「Every <instance> block」を含む行から「box: [20, 104, 60, 140]」を含む行まで、両端の行も含めて一字一句そのまま書き写してください。

課題データ:
━━━━━━━━━━━━━━━━━━━━

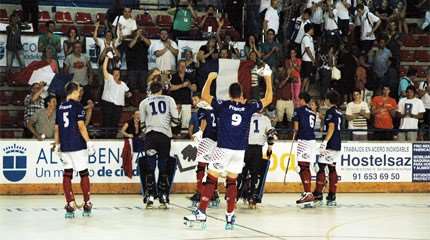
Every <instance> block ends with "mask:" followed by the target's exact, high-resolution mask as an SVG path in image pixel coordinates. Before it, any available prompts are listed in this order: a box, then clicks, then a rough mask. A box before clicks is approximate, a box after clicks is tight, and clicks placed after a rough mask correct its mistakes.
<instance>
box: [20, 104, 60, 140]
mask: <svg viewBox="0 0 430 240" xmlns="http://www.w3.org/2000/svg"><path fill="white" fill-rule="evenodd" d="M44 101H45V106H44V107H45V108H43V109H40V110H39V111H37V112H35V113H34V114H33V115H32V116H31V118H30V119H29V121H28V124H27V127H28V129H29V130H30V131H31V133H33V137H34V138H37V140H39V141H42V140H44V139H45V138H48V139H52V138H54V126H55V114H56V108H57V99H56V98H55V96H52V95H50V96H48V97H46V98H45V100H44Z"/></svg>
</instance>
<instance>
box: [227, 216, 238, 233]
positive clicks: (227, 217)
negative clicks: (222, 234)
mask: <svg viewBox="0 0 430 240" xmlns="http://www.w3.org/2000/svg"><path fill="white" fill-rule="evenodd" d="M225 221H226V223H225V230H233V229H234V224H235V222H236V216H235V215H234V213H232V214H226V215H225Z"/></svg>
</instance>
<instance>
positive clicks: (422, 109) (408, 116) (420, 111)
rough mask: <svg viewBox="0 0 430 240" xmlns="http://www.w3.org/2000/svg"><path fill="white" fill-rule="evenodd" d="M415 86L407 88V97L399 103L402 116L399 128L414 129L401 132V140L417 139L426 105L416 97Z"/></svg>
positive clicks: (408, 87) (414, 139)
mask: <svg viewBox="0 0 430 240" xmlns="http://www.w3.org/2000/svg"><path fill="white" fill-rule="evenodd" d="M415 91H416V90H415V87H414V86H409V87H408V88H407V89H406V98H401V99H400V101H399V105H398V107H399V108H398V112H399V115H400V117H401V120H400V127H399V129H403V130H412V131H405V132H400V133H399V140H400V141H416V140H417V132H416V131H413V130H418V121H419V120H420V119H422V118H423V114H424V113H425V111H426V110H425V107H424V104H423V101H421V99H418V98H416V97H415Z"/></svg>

━━━━━━━━━━━━━━━━━━━━

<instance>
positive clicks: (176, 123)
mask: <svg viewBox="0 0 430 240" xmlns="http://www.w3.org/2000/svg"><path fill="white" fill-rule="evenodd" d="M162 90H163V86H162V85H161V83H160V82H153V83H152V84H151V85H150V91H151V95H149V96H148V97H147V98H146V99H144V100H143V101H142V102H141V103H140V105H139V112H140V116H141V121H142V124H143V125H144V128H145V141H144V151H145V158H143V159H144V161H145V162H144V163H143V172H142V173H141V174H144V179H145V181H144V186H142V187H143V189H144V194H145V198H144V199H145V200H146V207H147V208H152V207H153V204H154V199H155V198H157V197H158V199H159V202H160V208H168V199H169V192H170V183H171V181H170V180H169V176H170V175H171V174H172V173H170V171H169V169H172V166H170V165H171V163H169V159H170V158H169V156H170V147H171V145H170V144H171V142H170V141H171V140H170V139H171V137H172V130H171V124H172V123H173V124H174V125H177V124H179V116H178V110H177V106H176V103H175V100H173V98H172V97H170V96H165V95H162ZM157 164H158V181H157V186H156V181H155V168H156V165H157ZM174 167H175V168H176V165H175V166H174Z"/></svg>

━━━━━━━━━━━━━━━━━━━━

あなたの解答:
Every <instance> block ends with "mask:" followed by the target's exact, high-resolution mask as an SVG path in image pixel coordinates. Before it, any available prompts are listed in this order: a box, then clicks, then a rough mask. A box before clicks is approximate, a box after clicks is tight, and clicks placed after a rough mask correct its mistakes.
<instance>
box: [20, 104, 60, 140]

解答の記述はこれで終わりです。